— start of Source —

The EAF technology was bought from the US and funded by taking a substantial mortgage from the bank. Commercially, the scale of the investment represented a significant risk, but the expected financial returns from the technology allowed the company to take this risk. Environmental benefits alone would not have sufficed.

2. Community education

Adelca lost eight months in delayed production due to community resistance to the EAF. The community feared that the heat, power and radiation from the furnace would endanger the health of the community, and that its heavy electricity demands would negatively affect the community’s own supply. Despite being unfounded, these fears required a substantial and expensive education effort to gain a social license to operate.

3. Supplier relations

Since Adelca’s demand for scrap metals is greater than the supply – and recycled scrap costs less than imported billets – the company has invested in building up its network of recyclers, including donating metal cutting equipment, offering loans, providing and paying for training and promising the best price for the scrap metals provided.

— end of Source —

* **Requests**
(a) Answer these from the passage on Adelca:
(i) From which country was the EAF technology bought?
(ii) How many months of delayed production did Adelca lose to community resistance?
(iii) What price did Adelca promise recyclers for the scrap metals they provided?
(b) Write the next part of the passage on Adelca, picking up after its final sentence about the network of recyclers.

— start of Record list —

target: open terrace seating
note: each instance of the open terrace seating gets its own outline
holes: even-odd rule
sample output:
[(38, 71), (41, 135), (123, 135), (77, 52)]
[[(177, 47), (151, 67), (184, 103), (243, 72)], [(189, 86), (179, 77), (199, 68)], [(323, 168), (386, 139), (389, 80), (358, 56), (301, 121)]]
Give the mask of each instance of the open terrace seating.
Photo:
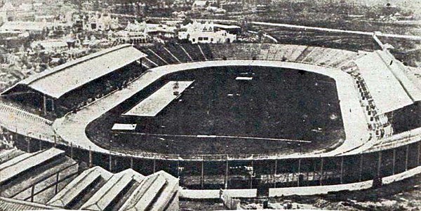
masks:
[(72, 210), (178, 210), (178, 179), (163, 171), (145, 177), (131, 168), (86, 169), (55, 148), (4, 149), (0, 158), (0, 197), (12, 200)]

— end of Record list —

* **Outputs for the tasks**
(a)
(i) The US.
(ii) Eight months.
(iii) The best price.

(b)
4. Marketing benefits

By investing in sustainable technologies, Adelca has differentiated itself in the market. In its public corporate mission, it is able to claim to be “leaders on recycling for the steel production, with excellence in… environmental protection and social responsibility”. This commitment helped it to become the first Ecuadorian company to achieve the Latin American S2M certification for corporate responsibility and sustainability.

The Adelca case shows us why the resource revolution is worthwhile, yet still so slow in happening. The positive impacts on manufacturing and natural capital are clear, but challenges remain in getting access to financial capital and ensuring the human and social capital benefits are effectively communicated.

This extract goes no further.